→ **Exercise instructions**
Return the entire listing, word for word.

→ **Dataset extract**
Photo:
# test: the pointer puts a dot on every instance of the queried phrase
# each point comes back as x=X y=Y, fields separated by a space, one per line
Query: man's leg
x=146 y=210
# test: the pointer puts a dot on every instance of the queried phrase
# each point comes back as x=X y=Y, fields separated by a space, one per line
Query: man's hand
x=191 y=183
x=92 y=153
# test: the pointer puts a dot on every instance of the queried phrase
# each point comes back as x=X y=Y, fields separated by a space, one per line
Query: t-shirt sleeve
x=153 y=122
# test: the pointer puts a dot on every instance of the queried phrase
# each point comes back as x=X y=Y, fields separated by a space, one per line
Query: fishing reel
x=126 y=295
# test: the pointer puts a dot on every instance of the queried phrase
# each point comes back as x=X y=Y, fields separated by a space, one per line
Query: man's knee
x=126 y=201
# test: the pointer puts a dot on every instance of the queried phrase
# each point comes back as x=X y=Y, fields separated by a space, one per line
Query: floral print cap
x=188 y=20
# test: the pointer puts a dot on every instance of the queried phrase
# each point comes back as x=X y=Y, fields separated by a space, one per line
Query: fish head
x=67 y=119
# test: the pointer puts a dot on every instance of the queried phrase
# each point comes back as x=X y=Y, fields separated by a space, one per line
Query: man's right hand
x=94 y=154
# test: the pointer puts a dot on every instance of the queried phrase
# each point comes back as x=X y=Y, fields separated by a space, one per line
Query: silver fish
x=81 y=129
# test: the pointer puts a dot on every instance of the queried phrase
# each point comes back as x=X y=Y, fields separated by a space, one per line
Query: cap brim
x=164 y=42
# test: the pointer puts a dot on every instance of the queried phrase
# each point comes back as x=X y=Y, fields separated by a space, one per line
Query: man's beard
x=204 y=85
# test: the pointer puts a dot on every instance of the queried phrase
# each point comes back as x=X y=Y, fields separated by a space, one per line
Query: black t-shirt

→ **Task result**
Photo:
# test: the pointer puts a dot on every instance of the queried phrase
# each point comes back as x=X y=Y, fields separated by a space, one per line
Query: man's leg
x=146 y=210
# test: the pointer puts a dot on every instance of the queried phrase
# each point comes back as x=X y=Y, fields separated by a space, one per line
Query: man's hand
x=191 y=183
x=92 y=153
# test: the pointer puts a dot on every instance of the queried phrase
# each point comes back as x=X y=Y, fields separated by a space, one per line
Query: t-shirt sleeve
x=153 y=122
# test: the pointer puts a dot on every instance of the queried phrase
# each point comes back as x=X y=Y, fields separated by a space, one per line
Query: fishing reel
x=126 y=295
# test: the pointer puts a dot on every instance of the queried phrase
# each point comes back as x=X y=Y, fields separated by a space, one per line
Query: man's knee
x=126 y=201
# test: the pointer puts a dot on every instance of the queried phrase
# each point comes back as x=X y=Y, fields separated by a space, one per line
Query: floral print cap
x=188 y=20
# test: the pointer puts a dot on every instance of the queried phrase
# each point comes back as x=X y=Y, fields separated by a space, one per line
Query: fish head
x=67 y=119
# test: the pointer puts a dot on every instance of the queried phrase
# each point comes back as x=X y=Y, fields separated by a space, one per line
Query: man's right hand
x=94 y=154
# test: the pointer puts a dot on every instance of the queried phrase
# each point comes back as x=X y=Y, fields separated by a space, one per line
Query: silver fish
x=81 y=129
# test: the pointer puts a dot on every instance of the queried phrase
# each point comes back as x=X y=Y, fields separated by a space, one per line
Query: cap brim
x=164 y=42
# test: the pointer puts a dot on every instance of the queried phrase
# each point comes back as x=X y=Y, fields separated by a space, one per line
Query: man's beard
x=204 y=85
# test: the pointer puts a dot on every instance of the queried phrase
# each point comes back as x=X y=Y, fields separated by a space, one per line
Query: black t-shirt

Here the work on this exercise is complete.